• Passage given

Thursday, August 29, 2013

Back in Bellevue, Washington - we're no longer expats!

We can no longer call ourselves expats anymore - we're back in Bellevue again.

It's great to see all our old friends again, and plug right back into our former social life.  I do miss Geneva and our friends there a lot, though.

We're back in our old house - it feels so huge!  It's 3200 sq ft, so large, but not incredibly huge by American standards.  Our our apartment in Geneva was about a third of the size, though.  It feels like acres of rooms,  vast swaths of counter space...sheesh, and the cabinets...what did I ever put in there?  The kids can play downstairs, and I can literally not even hear them.  But I never really felt cramped in our Geneva apartment. I've always liked smaller spaces, and to me it seemed that there was plenty of room.  Also storage was set up more intelligently in Geneva - there weren't these huge cavernous closets like we have here, there was more easily accessible shallow storage.

Some of the differences between Geneva and here that struck me the most are:

  • Nobody's walking on the sidewalks!  And that's where sidewalks even exist.  One of the most traveled roads close to my neighborhood, Newport Way, has a library and a community center on it, but no sidewalk at all.  You're forced to drive, or take your chances on a really busy narrow road.
  • Back in Geneva I drove maybe 5 or 6 times total once we bought a car - it was just rarely necessary, and usually I let Eric drive.  Here I've already driven at least 20 times, and have just slid right back into the driving lifestyle.  There's really no alternative, not in the neighborhood that we're in.
  • Customer service is incredible here.  You go to a store - not even a high-end store, a regular store like Target or Walmart - and clerks are usually helpful, friendly, and even chatty.  Very different from in Geneva.
  • Finally, no more sticker shock.  Prices at stores are reasonable.  We just went to a mega grocery store (Winco) to stock up on groceries since we have nothing, and came away with a car full for about $300.  It would have cost at least $1000 in Geneva.  

Wednesday, August 7, 2013

Finishing up in Geneva

All good things must come to an end, and thus it is with our time here in Geneva.  We're headed back to Bellevue in late August, and the kids will start school there the next week.

• Records supplied
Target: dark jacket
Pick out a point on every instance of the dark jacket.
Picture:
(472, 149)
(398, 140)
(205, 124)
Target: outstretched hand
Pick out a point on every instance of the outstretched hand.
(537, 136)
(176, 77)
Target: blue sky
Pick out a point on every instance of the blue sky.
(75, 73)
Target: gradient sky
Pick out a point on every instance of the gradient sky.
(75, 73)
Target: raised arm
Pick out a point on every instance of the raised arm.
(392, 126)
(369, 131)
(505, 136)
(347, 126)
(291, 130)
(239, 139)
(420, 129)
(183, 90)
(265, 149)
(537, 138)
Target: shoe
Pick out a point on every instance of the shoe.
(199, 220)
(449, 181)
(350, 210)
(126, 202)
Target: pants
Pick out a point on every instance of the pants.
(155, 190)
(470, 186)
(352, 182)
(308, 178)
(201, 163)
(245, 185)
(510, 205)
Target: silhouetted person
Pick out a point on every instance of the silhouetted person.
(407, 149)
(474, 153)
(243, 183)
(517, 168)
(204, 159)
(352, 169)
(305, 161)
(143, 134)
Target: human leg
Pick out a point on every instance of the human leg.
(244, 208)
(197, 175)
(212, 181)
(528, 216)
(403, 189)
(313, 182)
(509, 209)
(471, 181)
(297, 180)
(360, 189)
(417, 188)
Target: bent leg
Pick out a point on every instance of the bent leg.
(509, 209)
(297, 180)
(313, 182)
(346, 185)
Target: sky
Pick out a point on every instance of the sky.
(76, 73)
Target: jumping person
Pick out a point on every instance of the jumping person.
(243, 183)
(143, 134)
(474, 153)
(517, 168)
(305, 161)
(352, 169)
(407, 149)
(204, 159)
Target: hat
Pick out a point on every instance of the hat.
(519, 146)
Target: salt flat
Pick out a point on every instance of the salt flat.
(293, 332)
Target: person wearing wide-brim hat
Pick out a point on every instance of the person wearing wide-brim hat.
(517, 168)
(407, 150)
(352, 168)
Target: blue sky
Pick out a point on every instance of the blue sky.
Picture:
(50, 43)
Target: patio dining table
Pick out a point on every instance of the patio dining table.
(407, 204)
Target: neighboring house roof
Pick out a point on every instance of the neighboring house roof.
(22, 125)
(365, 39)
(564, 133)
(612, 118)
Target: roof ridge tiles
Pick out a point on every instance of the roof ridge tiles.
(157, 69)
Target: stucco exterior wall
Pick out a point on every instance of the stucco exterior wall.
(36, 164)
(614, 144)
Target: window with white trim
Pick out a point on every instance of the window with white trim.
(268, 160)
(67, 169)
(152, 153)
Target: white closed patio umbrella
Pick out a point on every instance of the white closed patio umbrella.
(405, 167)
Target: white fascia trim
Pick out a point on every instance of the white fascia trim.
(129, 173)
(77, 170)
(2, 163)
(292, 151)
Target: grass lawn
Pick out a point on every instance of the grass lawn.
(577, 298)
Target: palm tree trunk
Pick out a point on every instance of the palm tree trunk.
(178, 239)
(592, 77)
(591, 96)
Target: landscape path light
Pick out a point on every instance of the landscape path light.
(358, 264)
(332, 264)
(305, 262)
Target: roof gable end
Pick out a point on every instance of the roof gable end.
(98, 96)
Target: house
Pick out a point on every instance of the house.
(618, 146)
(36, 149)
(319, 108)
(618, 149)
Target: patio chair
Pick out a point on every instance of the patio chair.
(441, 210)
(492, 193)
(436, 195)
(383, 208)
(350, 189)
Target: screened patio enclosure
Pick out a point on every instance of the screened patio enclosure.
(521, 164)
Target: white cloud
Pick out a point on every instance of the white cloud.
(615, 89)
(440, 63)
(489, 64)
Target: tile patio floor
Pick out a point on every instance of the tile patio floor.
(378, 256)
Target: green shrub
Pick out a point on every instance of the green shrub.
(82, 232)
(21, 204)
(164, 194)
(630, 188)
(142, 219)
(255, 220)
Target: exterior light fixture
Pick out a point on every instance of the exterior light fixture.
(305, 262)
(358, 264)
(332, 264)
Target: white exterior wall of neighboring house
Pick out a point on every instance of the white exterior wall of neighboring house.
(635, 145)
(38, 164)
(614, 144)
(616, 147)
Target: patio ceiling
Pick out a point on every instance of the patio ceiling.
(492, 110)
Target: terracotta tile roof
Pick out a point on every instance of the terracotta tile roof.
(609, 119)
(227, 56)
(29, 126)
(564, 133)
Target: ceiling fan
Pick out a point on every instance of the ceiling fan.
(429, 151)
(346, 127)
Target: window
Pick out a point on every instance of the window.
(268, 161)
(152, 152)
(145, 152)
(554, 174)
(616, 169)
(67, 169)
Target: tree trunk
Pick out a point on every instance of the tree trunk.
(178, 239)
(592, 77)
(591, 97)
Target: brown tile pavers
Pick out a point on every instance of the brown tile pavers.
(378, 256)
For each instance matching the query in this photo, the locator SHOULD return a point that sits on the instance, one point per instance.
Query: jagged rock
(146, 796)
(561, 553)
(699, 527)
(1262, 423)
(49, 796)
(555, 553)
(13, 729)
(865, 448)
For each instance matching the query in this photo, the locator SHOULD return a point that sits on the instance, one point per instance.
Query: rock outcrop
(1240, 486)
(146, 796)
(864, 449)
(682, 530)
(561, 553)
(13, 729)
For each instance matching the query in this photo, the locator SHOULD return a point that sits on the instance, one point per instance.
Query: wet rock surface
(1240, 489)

• Problem requirements
In the blog post about leaving Geneva for Bellevue, change "late August" to "early September" and write out the text between "Wednesday, August 7, 2013" and "the next week.", inclusive.

• Complete output
Wednesday, August 7, 2013

Finishing up in Geneva

All good things must come to an end, and thus it is with our time here in Geneva.  We're headed back to Bellevue in early September, and the kids will start school there the next week.